--- start Excerpted text ---

The M30 grade concrete mix design was done based on the
experimental test results of concrete ingredient’s properties. To find out the
optimum replacement of natural sand with china clay waste, the specimens
like cubes, cylinders and prisms were cast by adding china clay waste in the
ratio of 0%, 10%, 20%, 30%, 40% and 50%, in place of river sand in
concrete. After 7days, 14days and 28 days water curing, the tests were
conducted for compressive strength, split tensile strength and flexural strength
on cubes, cylinders and prisms respectively. The results of china clay waste
used specimens were compared with conventional specimens based on the IS
code provisions. It was found that 30% china clay waste used specimens
showed higher strengths than that of all other specimens. The 30% china clay
waste used specimens revealed more value of about 19%, 15% and 8% than
the conventional on compressive strength, split tensile strength and flexural
strength respectively.
vii

The conventional and 30% china clay waste used cube specimens
were cast and tested against acid resistance and heat resistance ability. From
the test results of acid and heat resistance, it was found that 30% china clay
waste used specimen possesses more resistance against acid attack and heat
than the conventional one.

--- end Excerpted text ---

**Work to complete**
**1)** In the excerpt on china clay waste in concrete, rewrite the paragraph beginning "The M30 grade concrete mix design" as a short bulleted list that keeps its main facts.
**2)** According to the excerpt on china clay waste in concrete, by about how much did the compressive strength of the 30% china clay waste specimens exceed that of the conventional specimens?
**3)** Carry on the excerpt on china clay waste in concrete from its last sentence.

--- start Data ---

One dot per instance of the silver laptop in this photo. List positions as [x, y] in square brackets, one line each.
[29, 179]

--- end Data ---

**Expected outputs**
**1)**
- An M30 grade concrete mix was designed from test results on the properties of the ingredients.
- China clay waste replaced river sand at 0%, 10%, 20%, 30%, 40% and 50%.
- Cubes, cylinders and prisms were cast and water-cured for 7, 14 and 28 days.
- Cubes were tested for compressive strength, cylinders for split tensile strength and prisms for flexural strength.
- Results were compared with conventional specimens according to IS code provisions.
- The 30% replacement gave the highest strengths, about 19% (compressive), 15% (split tensile) and 8% (flexural) above conventional concrete.

**2)** By about 19%.

**3)**
In addition to the preliminary tests, the elements like beams, ‘L’


sections, ‘T’ sections, ‘+’ sections and box frames were cast and tested to
ascertain the suitability of incorporating china clay waste in concrete as a
partial replacement of river sand. The cross section of all elements was 150
mm x 150 mm with 2 nos. of 10mm ø bars each at top and bottom and 8mm ø
bars as stirrups as reinforcement. After 28 days water curing, the elements
were tested in structural loading frame. The test results of both conventional
and china clay waste used specimens were recorded, tabulated, plotted in
graphs and analyzed to examine the elastic properties.

From the test results of beam element, the mean ultimate failure
strength of conventional and china clay waste used elements were determined
as 60 kN and 65 kN respectively. The china clay waste used beam element
attained 8.33% more strength than conventional beam on midpoint loading.

From the test results of ‘L’ sections, the mean ultimate failure
strength of conventional and china clay waste used sections were showed 16
kN and 18 kN respectively. The china clay waste used sections revealed
12.50% more strength than conventional one on free end loading.

The mean ultimate failure strength of conventional and china clay


waste used ‘T’ sections were found as 36 kN and 37 kN respectively. The
china clay waste used ‘T’ sections revealed 2.78% higher value than
conventional one on free end loading.
viii

From the test results of ‘+’ sections, the mean ultimate failure
strength of conventional and china clay waste used sections were found as 27
kN and 29 kN respectively. The china clay waste used sections attained
7.40% more strength than conventional section on free end loading.

From the test results of box frame, the mean ultimate failure
strength of conventional and china clay waste used frames were determined as
80 kN and 85 kN respectively. The china clay waste used frames showed
6.25% more strength than conventional one on midpoint loading.

ANSYS modelling on both beam elements and ‘L’ sections were


done by incorporating the inputs like properties of the element, engineering
data, geometrical details, reinforcement details and load conditions. From the
results of modelling, it showed that china clay waste used elements withstand
higher normal stress and shows lesser deformation than that of conventional
elements.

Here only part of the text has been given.